┌─ DATA SUPPLIED

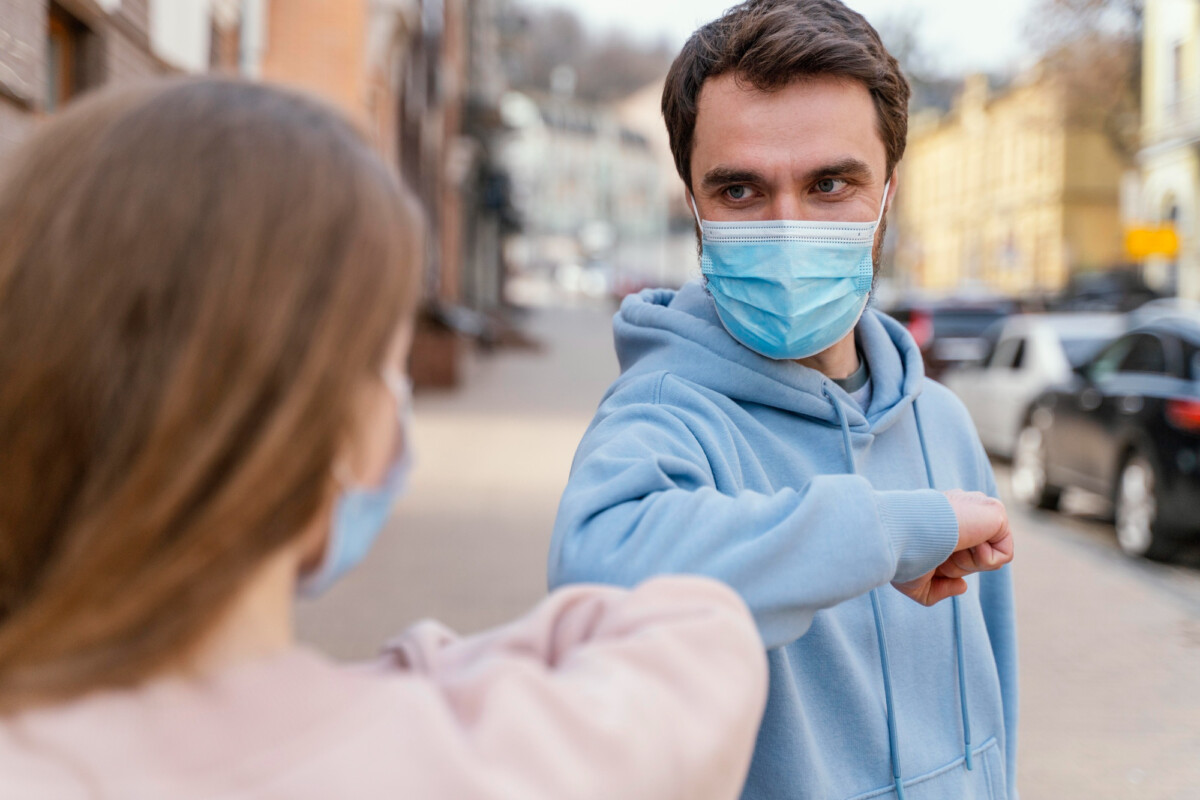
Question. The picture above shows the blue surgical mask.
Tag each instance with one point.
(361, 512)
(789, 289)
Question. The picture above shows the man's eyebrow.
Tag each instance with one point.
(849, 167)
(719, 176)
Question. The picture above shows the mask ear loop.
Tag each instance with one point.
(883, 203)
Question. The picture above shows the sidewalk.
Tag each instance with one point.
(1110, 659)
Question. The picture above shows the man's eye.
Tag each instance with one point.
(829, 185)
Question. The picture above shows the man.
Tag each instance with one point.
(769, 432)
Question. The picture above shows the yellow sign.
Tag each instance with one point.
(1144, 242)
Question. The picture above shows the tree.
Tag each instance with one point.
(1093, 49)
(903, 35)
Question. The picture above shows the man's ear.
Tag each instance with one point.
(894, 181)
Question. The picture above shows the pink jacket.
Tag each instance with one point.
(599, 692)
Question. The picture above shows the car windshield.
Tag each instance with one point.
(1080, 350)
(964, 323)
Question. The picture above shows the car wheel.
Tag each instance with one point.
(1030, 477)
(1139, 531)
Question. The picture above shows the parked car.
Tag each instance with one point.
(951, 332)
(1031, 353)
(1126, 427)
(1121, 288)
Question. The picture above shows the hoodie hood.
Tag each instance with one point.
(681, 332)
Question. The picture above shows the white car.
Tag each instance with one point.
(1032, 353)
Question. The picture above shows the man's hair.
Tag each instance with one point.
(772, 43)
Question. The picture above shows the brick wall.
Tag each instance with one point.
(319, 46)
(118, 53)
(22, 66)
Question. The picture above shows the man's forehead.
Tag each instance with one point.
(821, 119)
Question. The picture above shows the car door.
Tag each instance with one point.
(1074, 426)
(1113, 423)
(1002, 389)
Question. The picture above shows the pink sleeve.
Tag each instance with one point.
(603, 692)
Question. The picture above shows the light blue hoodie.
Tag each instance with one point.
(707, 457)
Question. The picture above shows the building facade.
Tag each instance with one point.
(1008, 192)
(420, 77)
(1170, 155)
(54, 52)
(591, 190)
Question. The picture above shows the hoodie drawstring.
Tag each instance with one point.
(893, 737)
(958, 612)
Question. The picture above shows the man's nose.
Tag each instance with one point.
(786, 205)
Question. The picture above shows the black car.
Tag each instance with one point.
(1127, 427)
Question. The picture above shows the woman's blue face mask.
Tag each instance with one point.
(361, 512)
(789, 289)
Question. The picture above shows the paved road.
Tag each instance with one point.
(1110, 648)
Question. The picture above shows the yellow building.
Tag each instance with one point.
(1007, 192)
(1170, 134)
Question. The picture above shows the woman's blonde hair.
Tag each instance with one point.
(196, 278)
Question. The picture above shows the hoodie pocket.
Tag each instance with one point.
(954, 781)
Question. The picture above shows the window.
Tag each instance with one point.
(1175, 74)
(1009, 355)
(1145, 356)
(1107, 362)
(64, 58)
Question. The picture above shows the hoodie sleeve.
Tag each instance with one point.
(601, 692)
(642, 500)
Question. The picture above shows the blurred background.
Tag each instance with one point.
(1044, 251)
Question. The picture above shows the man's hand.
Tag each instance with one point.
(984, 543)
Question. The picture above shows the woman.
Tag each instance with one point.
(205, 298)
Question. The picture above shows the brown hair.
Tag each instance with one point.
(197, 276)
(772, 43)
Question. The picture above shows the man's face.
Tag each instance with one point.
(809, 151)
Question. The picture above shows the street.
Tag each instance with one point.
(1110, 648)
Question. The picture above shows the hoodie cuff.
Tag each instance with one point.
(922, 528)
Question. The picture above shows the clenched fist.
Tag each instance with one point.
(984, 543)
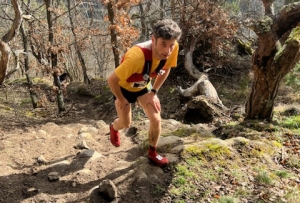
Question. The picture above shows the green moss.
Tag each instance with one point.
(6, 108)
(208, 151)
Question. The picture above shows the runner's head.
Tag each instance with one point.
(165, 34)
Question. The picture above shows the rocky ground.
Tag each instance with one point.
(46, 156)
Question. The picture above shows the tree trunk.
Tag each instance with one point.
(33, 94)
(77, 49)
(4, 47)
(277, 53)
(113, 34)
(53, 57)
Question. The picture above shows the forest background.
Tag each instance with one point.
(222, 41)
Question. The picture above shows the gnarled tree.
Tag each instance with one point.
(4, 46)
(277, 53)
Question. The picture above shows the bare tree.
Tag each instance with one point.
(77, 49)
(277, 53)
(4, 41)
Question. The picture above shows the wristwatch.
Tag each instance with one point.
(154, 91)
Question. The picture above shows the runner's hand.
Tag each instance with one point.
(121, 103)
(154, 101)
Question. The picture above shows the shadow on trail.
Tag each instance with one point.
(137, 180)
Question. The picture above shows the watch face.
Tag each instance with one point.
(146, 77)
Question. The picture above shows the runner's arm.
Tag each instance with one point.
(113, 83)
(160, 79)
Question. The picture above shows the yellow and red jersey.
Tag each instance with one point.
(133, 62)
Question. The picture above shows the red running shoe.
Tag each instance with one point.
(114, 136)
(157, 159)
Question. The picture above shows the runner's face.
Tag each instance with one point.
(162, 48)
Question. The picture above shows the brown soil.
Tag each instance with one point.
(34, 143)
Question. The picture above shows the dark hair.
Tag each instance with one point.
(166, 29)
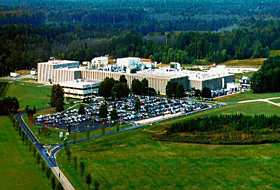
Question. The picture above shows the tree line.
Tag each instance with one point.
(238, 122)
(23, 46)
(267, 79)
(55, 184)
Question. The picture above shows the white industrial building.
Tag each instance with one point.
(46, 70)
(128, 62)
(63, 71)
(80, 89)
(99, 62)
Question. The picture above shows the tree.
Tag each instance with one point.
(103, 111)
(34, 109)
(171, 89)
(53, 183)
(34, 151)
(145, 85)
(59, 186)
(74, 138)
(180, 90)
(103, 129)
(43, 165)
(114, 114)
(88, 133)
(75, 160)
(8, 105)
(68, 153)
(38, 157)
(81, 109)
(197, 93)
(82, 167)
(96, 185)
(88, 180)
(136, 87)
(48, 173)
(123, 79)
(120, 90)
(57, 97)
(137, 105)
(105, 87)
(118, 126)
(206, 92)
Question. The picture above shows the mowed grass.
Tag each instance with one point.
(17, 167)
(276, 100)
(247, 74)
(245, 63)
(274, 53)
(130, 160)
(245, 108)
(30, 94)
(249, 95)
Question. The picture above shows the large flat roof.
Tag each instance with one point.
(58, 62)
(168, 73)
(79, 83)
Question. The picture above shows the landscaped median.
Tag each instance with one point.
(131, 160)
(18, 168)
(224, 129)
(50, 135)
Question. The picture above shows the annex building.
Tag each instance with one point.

└─

* _INSTRUCTIONS FOR THE TASK_
Extract the lines above from the one containing "Question. The picture above shows the white industrial" to the last line, both included, exactly as written.

* _FULL RESPONSE_
Question. The picture above shows the white industrial building.
Tag each instance with one point.
(46, 70)
(128, 62)
(63, 71)
(80, 89)
(99, 62)
Question. The picture above shows the tree.
Tag each instance with one point.
(103, 111)
(34, 109)
(171, 89)
(53, 183)
(34, 151)
(145, 85)
(59, 186)
(74, 138)
(180, 90)
(103, 129)
(43, 165)
(114, 114)
(88, 133)
(75, 160)
(8, 105)
(68, 153)
(38, 157)
(81, 109)
(197, 93)
(82, 167)
(96, 185)
(88, 180)
(136, 87)
(48, 173)
(123, 79)
(120, 90)
(57, 97)
(137, 105)
(105, 87)
(118, 126)
(206, 92)
Question. The picture above shows the mowed grass.
Tag each instance with one point.
(17, 167)
(276, 100)
(247, 74)
(245, 63)
(274, 53)
(130, 160)
(245, 108)
(30, 94)
(249, 95)
Question. The picture above shows the large flat roof.
Tag each instance with one point.
(58, 62)
(168, 73)
(79, 83)
Question. The picture above shows the landscaped median.
Tag each instance with one point.
(131, 160)
(18, 168)
(224, 129)
(50, 135)
Question. The picture above shows the annex building.
Tag each instance with one point.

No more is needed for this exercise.